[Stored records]
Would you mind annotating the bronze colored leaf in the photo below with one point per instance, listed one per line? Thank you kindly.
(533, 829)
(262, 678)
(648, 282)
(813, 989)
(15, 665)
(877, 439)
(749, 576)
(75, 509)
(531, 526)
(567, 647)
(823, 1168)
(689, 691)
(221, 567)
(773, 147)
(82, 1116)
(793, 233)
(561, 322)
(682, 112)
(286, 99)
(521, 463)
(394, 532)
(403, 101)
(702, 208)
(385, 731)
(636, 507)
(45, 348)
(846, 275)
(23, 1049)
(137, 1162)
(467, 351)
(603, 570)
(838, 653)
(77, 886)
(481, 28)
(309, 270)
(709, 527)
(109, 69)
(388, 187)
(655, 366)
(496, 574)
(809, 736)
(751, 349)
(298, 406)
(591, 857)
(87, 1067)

Given request. Render every line of the data above as a JSON list of strings, one string per line, with blank lines omitted.

Solution.
[
  "Would you mind annotating the bronze colored leaf in the photo below with one point per instance, listed one per line? Thank you kindly.",
  "(533, 829)",
  "(262, 678)",
  "(648, 282)",
  "(813, 989)",
  "(15, 665)",
  "(877, 439)",
  "(749, 576)",
  "(75, 509)",
  "(531, 526)",
  "(567, 647)",
  "(823, 1168)",
  "(689, 691)",
  "(221, 567)",
  "(773, 147)",
  "(82, 1116)",
  "(793, 233)",
  "(561, 322)",
  "(682, 112)",
  "(286, 99)",
  "(521, 463)",
  "(394, 532)",
  "(403, 101)",
  "(702, 208)",
  "(385, 731)",
  "(636, 507)",
  "(45, 348)",
  "(846, 275)",
  "(23, 1049)",
  "(137, 1162)",
  "(467, 351)",
  "(603, 570)",
  "(838, 653)",
  "(77, 886)",
  "(481, 28)",
  "(309, 270)",
  "(709, 527)",
  "(109, 69)",
  "(388, 187)",
  "(655, 366)",
  "(496, 574)",
  "(809, 736)",
  "(751, 349)",
  "(298, 406)",
  "(591, 857)",
  "(87, 1067)"
]